==== PASSAGE TO READ

So really, everyone using this new network would be a part of that network.
When both sides are behind NAT (Score:2)
Well, think about it for a minute. Almost everyone is running their own instance of communication programs.
These programs can make outgoing connections but not listen for and accept incoming connections. This is because most non-technical users aren't in a position to forward ports. Either they don't know how to operate a home gateway's port forwarding interface or they're behind an IPv4 address shared with other subscribers.
Too obvious (Score:5, Interesting)
That's why the next disruptors will be entirely distributed.
You're going to have something more distributed than the internet? Good luck with that. I understand your argument and it's not a foolish idea but "more distributed" runs into some real world limits and it has little effect on certain companies including I think some of the ones being discussed here.
Cracking that stronghold will likely only happen with fully distributed services.

========
==== PROVIDED DATA

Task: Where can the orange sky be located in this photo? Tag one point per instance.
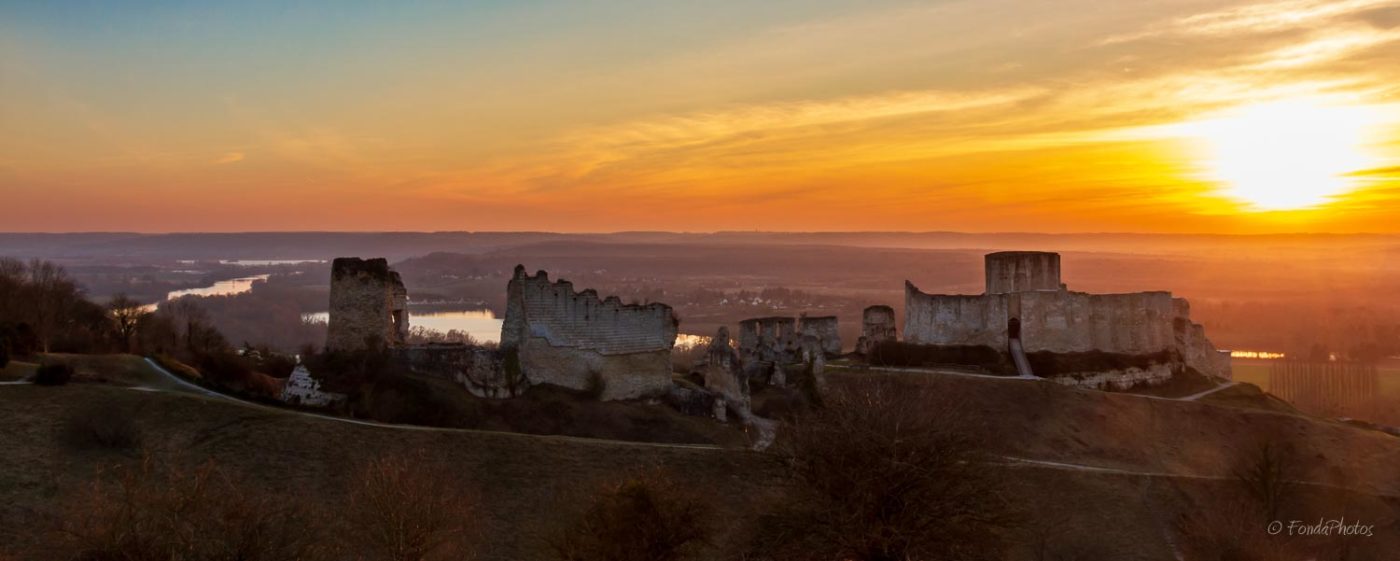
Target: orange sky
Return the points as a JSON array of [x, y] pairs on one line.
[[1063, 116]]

========

→ **STATED EXERCISE A**
Write out the part of the discussion about distributed networks between "Well, think about" and "obvious (Score:5, Interesting)", inclusive.
→ **STATED EXERCISE B**
List every sentence in the discussion about distributed networks that contains the word "distributed."

→ **RIGHT ANSWER A**
Well, think about it for a minute. Almost everyone is running their own instance of communication programs.
These programs can make outgoing connections but not listen for and accept incoming connections. This is because most non-technical users aren't in a position to forward ports. Either they don't know how to operate a home gateway's port forwarding interface or they're behind an IPv4 address shared with other subscribers.
Too obvious (Score:5, Interesting)

→ **RIGHT ANSWER B**
- That's why the next disruptors will be entirely distributed.
- You're going to have something more distributed than the internet?
- I understand your argument and it's not a foolish idea but "more distributed" runs into some real world limits and it has little effect on certain companies including I think some of the ones being discussed here.
- Cracking that stronghold will likely only happen with fully distributed services.